* _Task prompt_
Exactly as written, please repeat the data that follows, but not the pictures.

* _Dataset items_
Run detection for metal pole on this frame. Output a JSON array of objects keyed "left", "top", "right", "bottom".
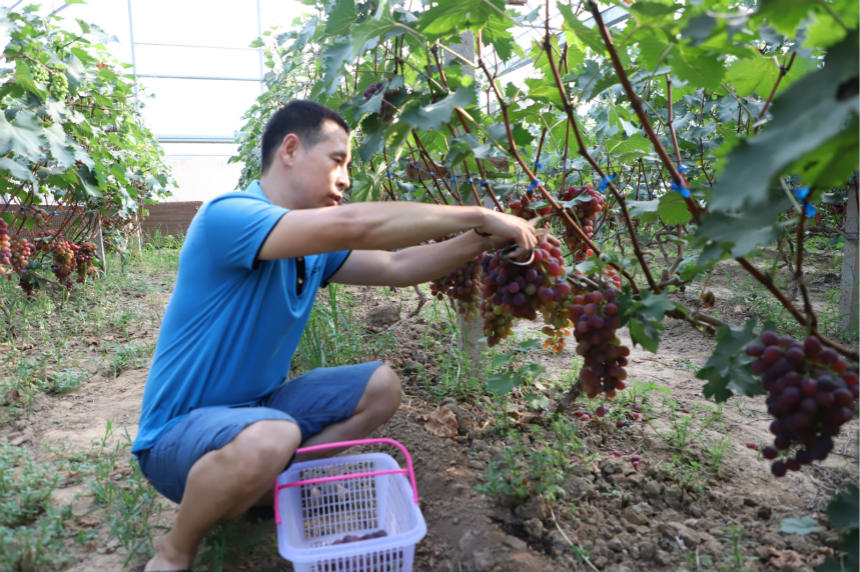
[{"left": 127, "top": 0, "right": 139, "bottom": 101}]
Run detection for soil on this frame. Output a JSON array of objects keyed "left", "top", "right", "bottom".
[{"left": 1, "top": 260, "right": 857, "bottom": 572}]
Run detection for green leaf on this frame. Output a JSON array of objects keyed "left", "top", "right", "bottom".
[
  {"left": 488, "top": 371, "right": 519, "bottom": 395},
  {"left": 756, "top": 0, "right": 817, "bottom": 36},
  {"left": 817, "top": 528, "right": 858, "bottom": 572},
  {"left": 400, "top": 85, "right": 476, "bottom": 131},
  {"left": 324, "top": 0, "right": 356, "bottom": 36},
  {"left": 710, "top": 33, "right": 858, "bottom": 212},
  {"left": 0, "top": 111, "right": 43, "bottom": 160},
  {"left": 628, "top": 199, "right": 660, "bottom": 217},
  {"left": 781, "top": 517, "right": 824, "bottom": 536},
  {"left": 682, "top": 14, "right": 717, "bottom": 44},
  {"left": 0, "top": 157, "right": 34, "bottom": 181},
  {"left": 696, "top": 318, "right": 762, "bottom": 402},
  {"left": 668, "top": 44, "right": 724, "bottom": 92},
  {"left": 320, "top": 39, "right": 353, "bottom": 95},
  {"left": 416, "top": 0, "right": 506, "bottom": 38},
  {"left": 658, "top": 190, "right": 692, "bottom": 225},
  {"left": 618, "top": 291, "right": 673, "bottom": 353},
  {"left": 725, "top": 53, "right": 780, "bottom": 98},
  {"left": 696, "top": 188, "right": 790, "bottom": 259},
  {"left": 827, "top": 485, "right": 859, "bottom": 532},
  {"left": 558, "top": 3, "right": 605, "bottom": 54}
]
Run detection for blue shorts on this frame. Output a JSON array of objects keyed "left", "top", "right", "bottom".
[{"left": 137, "top": 361, "right": 383, "bottom": 503}]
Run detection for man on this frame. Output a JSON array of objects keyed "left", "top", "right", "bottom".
[{"left": 134, "top": 99, "right": 538, "bottom": 571}]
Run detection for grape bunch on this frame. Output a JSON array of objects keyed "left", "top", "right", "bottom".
[
  {"left": 479, "top": 240, "right": 573, "bottom": 349},
  {"left": 362, "top": 78, "right": 397, "bottom": 121},
  {"left": 75, "top": 241, "right": 98, "bottom": 283},
  {"left": 0, "top": 219, "right": 11, "bottom": 273},
  {"left": 508, "top": 189, "right": 550, "bottom": 220},
  {"left": 50, "top": 240, "right": 78, "bottom": 286},
  {"left": 10, "top": 237, "right": 33, "bottom": 274},
  {"left": 31, "top": 64, "right": 50, "bottom": 85},
  {"left": 362, "top": 81, "right": 386, "bottom": 100},
  {"left": 49, "top": 71, "right": 68, "bottom": 100},
  {"left": 569, "top": 289, "right": 630, "bottom": 398},
  {"left": 746, "top": 331, "right": 858, "bottom": 476},
  {"left": 430, "top": 257, "right": 481, "bottom": 320},
  {"left": 560, "top": 184, "right": 604, "bottom": 255}
]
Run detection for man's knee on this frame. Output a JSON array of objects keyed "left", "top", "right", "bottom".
[
  {"left": 366, "top": 364, "right": 401, "bottom": 415},
  {"left": 225, "top": 420, "right": 301, "bottom": 477}
]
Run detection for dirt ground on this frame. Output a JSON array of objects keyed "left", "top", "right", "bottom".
[{"left": 1, "top": 262, "right": 858, "bottom": 572}]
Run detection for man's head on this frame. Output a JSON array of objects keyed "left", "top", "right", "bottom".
[
  {"left": 261, "top": 100, "right": 350, "bottom": 174},
  {"left": 260, "top": 100, "right": 352, "bottom": 209}
]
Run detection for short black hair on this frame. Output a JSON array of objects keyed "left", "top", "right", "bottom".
[{"left": 260, "top": 100, "right": 350, "bottom": 173}]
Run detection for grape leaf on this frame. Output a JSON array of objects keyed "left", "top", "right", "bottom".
[
  {"left": 487, "top": 371, "right": 518, "bottom": 395},
  {"left": 400, "top": 85, "right": 476, "bottom": 131},
  {"left": 0, "top": 111, "right": 43, "bottom": 160},
  {"left": 558, "top": 3, "right": 605, "bottom": 54},
  {"left": 827, "top": 485, "right": 859, "bottom": 532},
  {"left": 618, "top": 291, "right": 673, "bottom": 353},
  {"left": 324, "top": 0, "right": 355, "bottom": 36},
  {"left": 658, "top": 191, "right": 692, "bottom": 225},
  {"left": 710, "top": 33, "right": 858, "bottom": 212},
  {"left": 725, "top": 53, "right": 780, "bottom": 98},
  {"left": 696, "top": 187, "right": 791, "bottom": 259},
  {"left": 696, "top": 318, "right": 763, "bottom": 402},
  {"left": 781, "top": 517, "right": 824, "bottom": 535},
  {"left": 668, "top": 44, "right": 724, "bottom": 92}
]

* _Written solution_
Run detection for metal pole on this frame. Output a JSON array of objects keyed "left", "top", "right", "bottom".
[{"left": 127, "top": 0, "right": 139, "bottom": 101}]
Run detection for soil on this frame. Output a JSON array of objects keyed "left", "top", "right", "bottom".
[{"left": 1, "top": 260, "right": 857, "bottom": 572}]
Run detection for green leaf on this frame. Output a JSON array of objects keyed "left", "top", "right", "bottom".
[
  {"left": 488, "top": 371, "right": 519, "bottom": 395},
  {"left": 756, "top": 0, "right": 817, "bottom": 36},
  {"left": 817, "top": 528, "right": 858, "bottom": 572},
  {"left": 400, "top": 85, "right": 476, "bottom": 131},
  {"left": 324, "top": 0, "right": 356, "bottom": 36},
  {"left": 710, "top": 33, "right": 858, "bottom": 212},
  {"left": 0, "top": 111, "right": 43, "bottom": 160},
  {"left": 628, "top": 199, "right": 660, "bottom": 217},
  {"left": 781, "top": 517, "right": 824, "bottom": 536},
  {"left": 682, "top": 14, "right": 717, "bottom": 44},
  {"left": 0, "top": 157, "right": 34, "bottom": 181},
  {"left": 696, "top": 318, "right": 762, "bottom": 402},
  {"left": 668, "top": 44, "right": 724, "bottom": 92},
  {"left": 320, "top": 39, "right": 353, "bottom": 95},
  {"left": 416, "top": 0, "right": 506, "bottom": 38},
  {"left": 658, "top": 190, "right": 692, "bottom": 225},
  {"left": 618, "top": 291, "right": 673, "bottom": 353},
  {"left": 725, "top": 53, "right": 780, "bottom": 98},
  {"left": 696, "top": 188, "right": 790, "bottom": 259},
  {"left": 827, "top": 485, "right": 859, "bottom": 532},
  {"left": 558, "top": 3, "right": 605, "bottom": 54}
]
Run detection for blue shorts on this frame. Output a JSON array of objects keyed "left", "top", "right", "bottom".
[{"left": 137, "top": 361, "right": 383, "bottom": 503}]
Run detection for man on this frame. Output a JSON array of objects keyed "left", "top", "right", "bottom".
[{"left": 134, "top": 99, "right": 538, "bottom": 571}]
Run detection for grape bunch on this frame. Output a JSON array of objects keyed "left", "top", "right", "bottom".
[
  {"left": 479, "top": 240, "right": 573, "bottom": 349},
  {"left": 362, "top": 78, "right": 397, "bottom": 121},
  {"left": 75, "top": 241, "right": 98, "bottom": 283},
  {"left": 0, "top": 219, "right": 11, "bottom": 273},
  {"left": 508, "top": 189, "right": 550, "bottom": 220},
  {"left": 50, "top": 240, "right": 78, "bottom": 286},
  {"left": 10, "top": 237, "right": 33, "bottom": 274},
  {"left": 31, "top": 64, "right": 50, "bottom": 85},
  {"left": 362, "top": 81, "right": 386, "bottom": 100},
  {"left": 49, "top": 71, "right": 68, "bottom": 100},
  {"left": 569, "top": 289, "right": 630, "bottom": 398},
  {"left": 746, "top": 331, "right": 858, "bottom": 476},
  {"left": 430, "top": 257, "right": 481, "bottom": 320},
  {"left": 560, "top": 184, "right": 604, "bottom": 255}
]
Run detection for man's knee on this frame. Output a JSON array of objects keyed "left", "top", "right", "bottom".
[
  {"left": 366, "top": 364, "right": 401, "bottom": 415},
  {"left": 225, "top": 420, "right": 301, "bottom": 477}
]
Run detection for dirt ground on this frame. Output a JSON array of objects keyed "left", "top", "right", "bottom".
[{"left": 1, "top": 262, "right": 858, "bottom": 572}]
Run detection for man's head on this frame. Output a JSON array of objects keyed "left", "top", "right", "bottom".
[
  {"left": 261, "top": 100, "right": 350, "bottom": 174},
  {"left": 260, "top": 100, "right": 352, "bottom": 209}
]
Run detection for short black hair on this frame. Output a JSON array of objects keyed "left", "top", "right", "bottom".
[{"left": 260, "top": 100, "right": 350, "bottom": 173}]
Run detection for grape leaf on this frame. Output a JSON array of objects keyed "left", "top", "right", "bottom".
[
  {"left": 487, "top": 371, "right": 518, "bottom": 395},
  {"left": 400, "top": 85, "right": 476, "bottom": 131},
  {"left": 0, "top": 111, "right": 43, "bottom": 160},
  {"left": 558, "top": 3, "right": 605, "bottom": 54},
  {"left": 827, "top": 485, "right": 859, "bottom": 532},
  {"left": 618, "top": 291, "right": 673, "bottom": 353},
  {"left": 324, "top": 0, "right": 355, "bottom": 36},
  {"left": 658, "top": 191, "right": 692, "bottom": 225},
  {"left": 710, "top": 33, "right": 858, "bottom": 212},
  {"left": 725, "top": 53, "right": 780, "bottom": 98},
  {"left": 696, "top": 187, "right": 791, "bottom": 259},
  {"left": 696, "top": 318, "right": 763, "bottom": 402},
  {"left": 781, "top": 517, "right": 824, "bottom": 535},
  {"left": 668, "top": 44, "right": 724, "bottom": 92}
]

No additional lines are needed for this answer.